(Location labeling records)

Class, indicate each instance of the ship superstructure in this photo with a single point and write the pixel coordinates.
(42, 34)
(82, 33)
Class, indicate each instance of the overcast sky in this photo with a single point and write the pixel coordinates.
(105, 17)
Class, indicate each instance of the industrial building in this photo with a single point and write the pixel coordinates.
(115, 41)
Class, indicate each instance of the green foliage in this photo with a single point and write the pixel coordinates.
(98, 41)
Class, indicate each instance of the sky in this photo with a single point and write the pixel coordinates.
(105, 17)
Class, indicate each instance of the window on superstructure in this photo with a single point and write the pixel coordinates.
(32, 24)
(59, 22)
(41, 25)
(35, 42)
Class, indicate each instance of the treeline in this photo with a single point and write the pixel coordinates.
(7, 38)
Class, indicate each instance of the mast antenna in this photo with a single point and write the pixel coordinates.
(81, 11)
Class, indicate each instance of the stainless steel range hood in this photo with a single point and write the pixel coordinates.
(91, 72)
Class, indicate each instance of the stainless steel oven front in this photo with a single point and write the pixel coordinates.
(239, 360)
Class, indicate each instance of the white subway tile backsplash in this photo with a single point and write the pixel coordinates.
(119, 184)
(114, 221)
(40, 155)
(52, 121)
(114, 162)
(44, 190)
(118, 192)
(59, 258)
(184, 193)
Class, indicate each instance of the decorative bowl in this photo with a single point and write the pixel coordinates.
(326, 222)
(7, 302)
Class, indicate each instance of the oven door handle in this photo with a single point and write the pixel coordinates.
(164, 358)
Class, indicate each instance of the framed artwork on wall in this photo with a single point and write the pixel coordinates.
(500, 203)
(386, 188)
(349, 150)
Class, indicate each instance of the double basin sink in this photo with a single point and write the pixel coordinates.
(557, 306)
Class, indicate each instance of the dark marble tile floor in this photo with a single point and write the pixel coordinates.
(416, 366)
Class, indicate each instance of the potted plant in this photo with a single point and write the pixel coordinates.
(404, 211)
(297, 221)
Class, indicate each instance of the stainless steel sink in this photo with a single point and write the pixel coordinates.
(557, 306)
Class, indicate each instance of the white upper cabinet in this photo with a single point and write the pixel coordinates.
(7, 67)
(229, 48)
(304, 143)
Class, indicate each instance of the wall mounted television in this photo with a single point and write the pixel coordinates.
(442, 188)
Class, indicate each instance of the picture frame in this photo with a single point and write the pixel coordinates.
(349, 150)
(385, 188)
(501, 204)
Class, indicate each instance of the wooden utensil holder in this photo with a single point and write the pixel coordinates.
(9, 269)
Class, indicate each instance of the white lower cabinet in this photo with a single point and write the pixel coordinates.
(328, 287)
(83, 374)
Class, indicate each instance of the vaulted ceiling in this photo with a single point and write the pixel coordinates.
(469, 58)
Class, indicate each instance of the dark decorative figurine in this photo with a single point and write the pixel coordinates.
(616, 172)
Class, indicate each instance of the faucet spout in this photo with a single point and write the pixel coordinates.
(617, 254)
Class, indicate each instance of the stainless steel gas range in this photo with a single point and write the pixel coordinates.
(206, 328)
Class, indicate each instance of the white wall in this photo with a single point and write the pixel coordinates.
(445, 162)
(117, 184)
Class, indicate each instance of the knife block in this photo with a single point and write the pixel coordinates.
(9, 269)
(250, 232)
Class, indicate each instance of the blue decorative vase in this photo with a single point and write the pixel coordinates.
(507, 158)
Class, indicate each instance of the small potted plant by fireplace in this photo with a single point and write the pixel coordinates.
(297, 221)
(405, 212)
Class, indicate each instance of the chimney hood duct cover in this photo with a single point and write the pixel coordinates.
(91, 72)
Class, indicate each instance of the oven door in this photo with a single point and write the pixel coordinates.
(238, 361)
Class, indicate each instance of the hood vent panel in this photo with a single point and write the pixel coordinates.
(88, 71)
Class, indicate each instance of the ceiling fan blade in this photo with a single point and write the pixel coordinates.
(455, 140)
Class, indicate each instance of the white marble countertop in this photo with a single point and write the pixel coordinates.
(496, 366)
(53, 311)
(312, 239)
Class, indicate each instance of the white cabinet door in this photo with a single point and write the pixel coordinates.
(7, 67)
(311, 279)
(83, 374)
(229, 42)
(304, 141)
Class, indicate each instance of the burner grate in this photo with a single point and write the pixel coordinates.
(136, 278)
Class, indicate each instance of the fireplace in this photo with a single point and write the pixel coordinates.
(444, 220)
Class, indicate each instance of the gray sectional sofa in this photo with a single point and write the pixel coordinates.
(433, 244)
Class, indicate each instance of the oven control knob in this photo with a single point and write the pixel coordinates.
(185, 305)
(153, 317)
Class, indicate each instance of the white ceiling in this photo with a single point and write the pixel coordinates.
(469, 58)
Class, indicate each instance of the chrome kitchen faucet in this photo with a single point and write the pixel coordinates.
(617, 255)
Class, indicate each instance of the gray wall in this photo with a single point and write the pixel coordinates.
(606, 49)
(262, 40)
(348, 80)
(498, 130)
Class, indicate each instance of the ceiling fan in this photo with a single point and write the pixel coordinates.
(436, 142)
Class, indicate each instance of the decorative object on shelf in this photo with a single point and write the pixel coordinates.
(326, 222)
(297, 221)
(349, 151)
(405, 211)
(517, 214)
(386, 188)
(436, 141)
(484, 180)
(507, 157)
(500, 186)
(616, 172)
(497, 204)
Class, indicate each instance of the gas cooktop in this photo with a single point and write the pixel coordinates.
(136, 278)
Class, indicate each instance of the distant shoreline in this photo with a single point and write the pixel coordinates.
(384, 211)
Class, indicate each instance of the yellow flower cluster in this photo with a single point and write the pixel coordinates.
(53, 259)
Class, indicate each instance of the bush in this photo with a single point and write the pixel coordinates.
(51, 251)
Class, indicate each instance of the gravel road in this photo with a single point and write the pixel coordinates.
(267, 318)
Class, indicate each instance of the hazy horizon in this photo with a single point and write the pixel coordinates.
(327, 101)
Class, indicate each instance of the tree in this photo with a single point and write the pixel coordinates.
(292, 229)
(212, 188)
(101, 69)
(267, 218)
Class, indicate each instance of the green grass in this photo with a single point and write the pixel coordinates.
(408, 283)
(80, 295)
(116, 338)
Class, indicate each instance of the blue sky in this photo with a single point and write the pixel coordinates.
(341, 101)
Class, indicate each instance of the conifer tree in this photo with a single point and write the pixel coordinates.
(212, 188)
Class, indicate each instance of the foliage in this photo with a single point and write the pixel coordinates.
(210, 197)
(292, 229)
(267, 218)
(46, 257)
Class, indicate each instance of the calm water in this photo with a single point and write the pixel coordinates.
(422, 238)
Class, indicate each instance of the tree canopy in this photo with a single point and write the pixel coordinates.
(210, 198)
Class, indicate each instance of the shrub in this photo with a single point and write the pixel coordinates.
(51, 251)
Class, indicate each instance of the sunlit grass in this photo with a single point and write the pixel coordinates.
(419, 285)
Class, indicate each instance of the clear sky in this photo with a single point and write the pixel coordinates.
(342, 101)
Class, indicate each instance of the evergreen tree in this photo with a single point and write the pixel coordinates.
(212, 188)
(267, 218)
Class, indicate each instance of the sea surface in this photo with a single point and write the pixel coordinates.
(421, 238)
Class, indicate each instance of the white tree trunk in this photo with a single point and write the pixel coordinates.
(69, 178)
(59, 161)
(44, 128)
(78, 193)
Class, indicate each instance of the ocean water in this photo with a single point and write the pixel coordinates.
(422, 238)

◆ **Challenge**: Rewrite the part of the material that opens with the line containing "Class, indicate each instance of the white tree" and runs through the end of the material, requests included. Multiply every coordinate in the answers by 0.35 and round each result to a whole number, with halves rounded up.

◆ **Result**:
Class, indicate each instance of the white tree trunk in this photo with a single point and write the pixel coordinates.
(24, 62)
(21, 56)
(15, 45)
(27, 68)
Class, indicate each instance of the ocean water in this photo with a single point and write the pixel coordinates.
(148, 83)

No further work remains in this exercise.